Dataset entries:

==*==

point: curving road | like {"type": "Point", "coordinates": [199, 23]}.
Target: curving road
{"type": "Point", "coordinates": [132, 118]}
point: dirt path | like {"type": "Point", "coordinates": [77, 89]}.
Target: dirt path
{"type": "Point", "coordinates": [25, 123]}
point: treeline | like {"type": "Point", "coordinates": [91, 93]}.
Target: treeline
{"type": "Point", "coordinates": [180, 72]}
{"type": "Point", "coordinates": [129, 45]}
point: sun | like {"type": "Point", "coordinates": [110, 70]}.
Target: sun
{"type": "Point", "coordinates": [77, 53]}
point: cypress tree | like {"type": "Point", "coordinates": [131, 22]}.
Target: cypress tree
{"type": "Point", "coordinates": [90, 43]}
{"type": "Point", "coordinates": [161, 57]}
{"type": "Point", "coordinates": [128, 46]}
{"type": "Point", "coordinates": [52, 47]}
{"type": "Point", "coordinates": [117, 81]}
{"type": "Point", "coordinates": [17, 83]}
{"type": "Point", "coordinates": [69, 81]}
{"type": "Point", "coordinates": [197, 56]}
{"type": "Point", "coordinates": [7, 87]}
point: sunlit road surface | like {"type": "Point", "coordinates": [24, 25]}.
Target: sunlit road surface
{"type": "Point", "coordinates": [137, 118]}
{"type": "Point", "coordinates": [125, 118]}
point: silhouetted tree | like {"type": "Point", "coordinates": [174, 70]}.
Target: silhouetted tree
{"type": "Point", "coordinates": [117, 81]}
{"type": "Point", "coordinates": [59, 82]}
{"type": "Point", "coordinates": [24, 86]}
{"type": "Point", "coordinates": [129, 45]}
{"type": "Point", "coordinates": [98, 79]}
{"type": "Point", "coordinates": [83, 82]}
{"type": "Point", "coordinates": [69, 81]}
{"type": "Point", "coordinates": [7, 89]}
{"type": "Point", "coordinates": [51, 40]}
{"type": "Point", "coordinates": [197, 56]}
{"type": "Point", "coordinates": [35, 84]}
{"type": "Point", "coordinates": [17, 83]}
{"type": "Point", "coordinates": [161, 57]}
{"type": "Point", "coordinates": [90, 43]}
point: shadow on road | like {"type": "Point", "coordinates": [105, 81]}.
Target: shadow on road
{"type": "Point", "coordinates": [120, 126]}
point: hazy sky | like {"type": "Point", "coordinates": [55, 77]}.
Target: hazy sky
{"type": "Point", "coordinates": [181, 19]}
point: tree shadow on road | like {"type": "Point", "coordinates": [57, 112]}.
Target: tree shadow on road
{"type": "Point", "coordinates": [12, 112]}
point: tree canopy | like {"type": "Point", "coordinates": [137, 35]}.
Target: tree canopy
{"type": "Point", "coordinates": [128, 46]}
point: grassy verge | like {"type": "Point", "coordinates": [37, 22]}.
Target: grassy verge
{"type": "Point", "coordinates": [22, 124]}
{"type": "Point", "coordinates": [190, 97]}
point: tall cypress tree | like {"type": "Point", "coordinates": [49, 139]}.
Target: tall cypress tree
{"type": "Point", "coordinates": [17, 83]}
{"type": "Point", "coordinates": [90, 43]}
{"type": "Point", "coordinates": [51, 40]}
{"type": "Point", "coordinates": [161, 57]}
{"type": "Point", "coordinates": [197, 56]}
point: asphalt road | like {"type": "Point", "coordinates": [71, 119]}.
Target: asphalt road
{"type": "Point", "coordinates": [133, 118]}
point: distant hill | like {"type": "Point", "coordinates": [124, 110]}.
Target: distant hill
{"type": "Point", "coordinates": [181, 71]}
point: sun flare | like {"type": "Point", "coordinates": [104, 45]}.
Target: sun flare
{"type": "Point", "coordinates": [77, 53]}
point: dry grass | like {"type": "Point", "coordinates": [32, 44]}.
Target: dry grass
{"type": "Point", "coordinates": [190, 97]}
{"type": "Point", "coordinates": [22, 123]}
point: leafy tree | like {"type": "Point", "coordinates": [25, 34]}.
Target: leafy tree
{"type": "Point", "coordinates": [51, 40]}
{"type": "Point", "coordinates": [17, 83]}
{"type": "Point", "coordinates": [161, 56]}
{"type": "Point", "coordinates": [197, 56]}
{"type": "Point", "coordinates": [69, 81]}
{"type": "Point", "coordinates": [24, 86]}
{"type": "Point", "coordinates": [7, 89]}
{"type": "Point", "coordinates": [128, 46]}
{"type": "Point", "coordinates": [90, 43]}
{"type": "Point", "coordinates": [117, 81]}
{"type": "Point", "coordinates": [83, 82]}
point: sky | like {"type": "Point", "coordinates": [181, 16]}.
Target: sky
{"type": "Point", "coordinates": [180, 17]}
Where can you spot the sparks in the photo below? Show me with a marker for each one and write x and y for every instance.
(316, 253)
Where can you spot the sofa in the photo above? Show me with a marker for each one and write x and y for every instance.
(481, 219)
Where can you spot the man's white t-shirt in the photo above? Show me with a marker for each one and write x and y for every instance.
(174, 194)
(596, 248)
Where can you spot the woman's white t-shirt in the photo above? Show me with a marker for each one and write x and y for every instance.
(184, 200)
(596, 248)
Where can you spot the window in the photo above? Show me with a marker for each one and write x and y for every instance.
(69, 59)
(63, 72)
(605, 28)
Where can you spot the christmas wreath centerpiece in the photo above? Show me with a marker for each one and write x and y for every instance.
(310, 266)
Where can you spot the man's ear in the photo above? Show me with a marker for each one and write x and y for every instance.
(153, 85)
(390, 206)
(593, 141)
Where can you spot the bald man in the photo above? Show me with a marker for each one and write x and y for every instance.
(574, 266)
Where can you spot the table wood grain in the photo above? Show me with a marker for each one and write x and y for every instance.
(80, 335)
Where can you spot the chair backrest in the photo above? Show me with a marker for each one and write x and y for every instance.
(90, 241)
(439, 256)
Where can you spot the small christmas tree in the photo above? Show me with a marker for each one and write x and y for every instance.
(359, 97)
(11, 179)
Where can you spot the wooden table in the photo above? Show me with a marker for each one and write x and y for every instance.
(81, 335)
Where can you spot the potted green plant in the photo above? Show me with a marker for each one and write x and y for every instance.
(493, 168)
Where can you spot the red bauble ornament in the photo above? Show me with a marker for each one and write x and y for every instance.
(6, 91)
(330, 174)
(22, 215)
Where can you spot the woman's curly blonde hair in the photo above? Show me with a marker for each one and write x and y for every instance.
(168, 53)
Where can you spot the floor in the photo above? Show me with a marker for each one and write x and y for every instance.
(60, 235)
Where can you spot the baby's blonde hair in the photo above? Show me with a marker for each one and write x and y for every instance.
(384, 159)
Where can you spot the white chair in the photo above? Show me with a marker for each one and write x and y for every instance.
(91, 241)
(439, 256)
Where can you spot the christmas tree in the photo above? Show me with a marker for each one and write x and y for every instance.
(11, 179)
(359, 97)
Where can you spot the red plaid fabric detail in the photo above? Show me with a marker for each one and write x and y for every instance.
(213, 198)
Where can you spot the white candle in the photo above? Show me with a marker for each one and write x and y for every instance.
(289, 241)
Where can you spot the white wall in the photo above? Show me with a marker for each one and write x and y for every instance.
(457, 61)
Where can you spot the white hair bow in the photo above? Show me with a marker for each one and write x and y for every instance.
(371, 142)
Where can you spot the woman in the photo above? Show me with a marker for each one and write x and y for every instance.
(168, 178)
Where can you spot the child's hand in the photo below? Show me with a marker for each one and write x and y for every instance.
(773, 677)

==*==

__Exercise requirements__: Copy every record exactly.

__Solution for this task__:
point: curving road | like {"type": "Point", "coordinates": [199, 23]}.
Target: curving road
{"type": "Point", "coordinates": [132, 118]}
point: dirt path | like {"type": "Point", "coordinates": [77, 89]}.
Target: dirt path
{"type": "Point", "coordinates": [25, 123]}
point: treeline | like {"type": "Point", "coordinates": [91, 93]}.
Target: treeline
{"type": "Point", "coordinates": [180, 72]}
{"type": "Point", "coordinates": [129, 45]}
point: sun | like {"type": "Point", "coordinates": [110, 70]}.
Target: sun
{"type": "Point", "coordinates": [77, 53]}
point: cypress tree | like {"type": "Point", "coordinates": [131, 22]}.
Target: cypress tree
{"type": "Point", "coordinates": [90, 43]}
{"type": "Point", "coordinates": [161, 57]}
{"type": "Point", "coordinates": [128, 46]}
{"type": "Point", "coordinates": [52, 47]}
{"type": "Point", "coordinates": [117, 81]}
{"type": "Point", "coordinates": [17, 83]}
{"type": "Point", "coordinates": [69, 81]}
{"type": "Point", "coordinates": [197, 56]}
{"type": "Point", "coordinates": [7, 87]}
point: sunlit road surface | like {"type": "Point", "coordinates": [24, 25]}.
Target: sunlit road surface
{"type": "Point", "coordinates": [137, 118]}
{"type": "Point", "coordinates": [125, 118]}
point: silhouetted tree | like {"type": "Point", "coordinates": [174, 70]}.
Target: silhouetted tree
{"type": "Point", "coordinates": [117, 81]}
{"type": "Point", "coordinates": [59, 82]}
{"type": "Point", "coordinates": [24, 86]}
{"type": "Point", "coordinates": [129, 45]}
{"type": "Point", "coordinates": [98, 79]}
{"type": "Point", "coordinates": [83, 82]}
{"type": "Point", "coordinates": [69, 81]}
{"type": "Point", "coordinates": [7, 89]}
{"type": "Point", "coordinates": [51, 40]}
{"type": "Point", "coordinates": [197, 56]}
{"type": "Point", "coordinates": [35, 84]}
{"type": "Point", "coordinates": [17, 83]}
{"type": "Point", "coordinates": [161, 57]}
{"type": "Point", "coordinates": [90, 43]}
point: shadow on road | like {"type": "Point", "coordinates": [105, 81]}.
Target: shadow on road
{"type": "Point", "coordinates": [120, 126]}
point: hazy sky | like {"type": "Point", "coordinates": [55, 77]}.
Target: hazy sky
{"type": "Point", "coordinates": [181, 19]}
point: tree shadow on road | like {"type": "Point", "coordinates": [57, 112]}.
Target: tree shadow on road
{"type": "Point", "coordinates": [12, 112]}
point: tree canopy | like {"type": "Point", "coordinates": [137, 35]}.
Target: tree canopy
{"type": "Point", "coordinates": [128, 46]}
point: grassy verge | like {"type": "Point", "coordinates": [37, 22]}.
Target: grassy verge
{"type": "Point", "coordinates": [22, 124]}
{"type": "Point", "coordinates": [190, 97]}
point: tall cypress tree | like {"type": "Point", "coordinates": [49, 139]}.
Target: tall cypress tree
{"type": "Point", "coordinates": [17, 83]}
{"type": "Point", "coordinates": [90, 43]}
{"type": "Point", "coordinates": [51, 40]}
{"type": "Point", "coordinates": [161, 57]}
{"type": "Point", "coordinates": [197, 56]}
point: asphalt road | like {"type": "Point", "coordinates": [71, 119]}.
Target: asphalt road
{"type": "Point", "coordinates": [133, 118]}
point: distant hill | like {"type": "Point", "coordinates": [124, 110]}.
Target: distant hill
{"type": "Point", "coordinates": [181, 71]}
point: sun flare | like {"type": "Point", "coordinates": [104, 45]}.
Target: sun flare
{"type": "Point", "coordinates": [77, 53]}
point: dry grass | like {"type": "Point", "coordinates": [32, 44]}.
Target: dry grass
{"type": "Point", "coordinates": [190, 97]}
{"type": "Point", "coordinates": [22, 123]}
point: leafy tree | like {"type": "Point", "coordinates": [25, 34]}.
Target: leafy tree
{"type": "Point", "coordinates": [51, 40]}
{"type": "Point", "coordinates": [17, 83]}
{"type": "Point", "coordinates": [161, 56]}
{"type": "Point", "coordinates": [197, 56]}
{"type": "Point", "coordinates": [69, 81]}
{"type": "Point", "coordinates": [24, 86]}
{"type": "Point", "coordinates": [7, 89]}
{"type": "Point", "coordinates": [128, 46]}
{"type": "Point", "coordinates": [90, 43]}
{"type": "Point", "coordinates": [117, 81]}
{"type": "Point", "coordinates": [83, 82]}
point: sky | like {"type": "Point", "coordinates": [181, 16]}.
Target: sky
{"type": "Point", "coordinates": [180, 17]}
Where can you spot the sparks in the photo below? Show me with a marker for each one and write x and y for every instance.
(316, 253)
Where can you spot the sofa in the photo above? Show me with a marker for each one and write x and y for every instance.
(481, 219)
Where can you spot the man's white t-shirt in the photo above? Show me with a marker for each one and write x and y for every instance.
(174, 194)
(596, 248)
Where can you spot the woman's white t-shirt in the photo above? Show me with a marker for each one and write x and y for every instance.
(184, 200)
(596, 248)
Where can you spot the window in the photo above? Show me with a marker for each one and write x and y for every instance.
(69, 59)
(63, 72)
(605, 28)
Where can you spot the christmas wreath centerpiece in the photo above? Show me with a marker for each one and write x and y for every instance.
(310, 266)
Where can you spot the man's ear in the photo above? Show me with a marker for each one and write x and y for every instance.
(153, 85)
(390, 206)
(593, 141)
Where can you spot the bald man in the photo above? Show me with a marker for each one and write x and y for every instance.
(574, 266)
Where can you spot the table wood grain in the photo above? Show me with a marker for each one and write x and y for every instance.
(80, 335)
Where can you spot the chair backrest in the photo above? Show me with a marker for each one and write x and y for every instance.
(90, 241)
(439, 256)
Where can you spot the small christmas tree in the photo above? Show me with a marker for each one and write x and y for every instance.
(359, 97)
(11, 179)
Where can you spot the wooden table in the photo above? Show me with a marker for each one and write x and y for every instance.
(81, 335)
Where can you spot the potted green plant in the photo above? Show me with a marker for each one and write x and y for every instance.
(493, 168)
Where can you spot the red bauble ornament in the photo above? Show me with a marker for each one and write x and y for every instance.
(6, 91)
(330, 174)
(22, 215)
Where can you spot the woman's curly blonde hair in the photo above? Show me with a marker for each one and write x and y for every instance.
(168, 53)
Where can you spot the floor in the photo above? Show me with a marker for each one and write x and y for every instance.
(60, 235)
Where can you spot the baby's blonde hair in the photo above? Show me with a marker for each one and write x and y for every instance.
(384, 159)
Where can you spot the white chair in the photo above? Show me with a marker for each one and write x and y for every instance.
(91, 241)
(439, 256)
Where can you spot the christmas tree in the photo above? Show me with a marker for each one and write x and y for every instance.
(11, 179)
(359, 97)
Where can you spot the red plaid fabric detail in the photo above? Show me with a marker for each one and write x and y for every instance.
(213, 198)
Where can you spot the white candle in the photo above? Show me with a marker for each one and write x and y for every instance.
(289, 241)
Where can you spot the white wall in the photo above? Show me with a marker for each one and write x and y for every instance.
(457, 61)
Where can you spot the white hair bow in the photo above? Show me with a marker for each one and write x and y for every instance.
(371, 142)
Where can you spot the woman in the photo above? Show me with a marker for each one and write x and y for every instance.
(168, 178)
Where can you spot the child's hand in the photo below? Show me with a marker for each one and write x and y for every instance.
(773, 677)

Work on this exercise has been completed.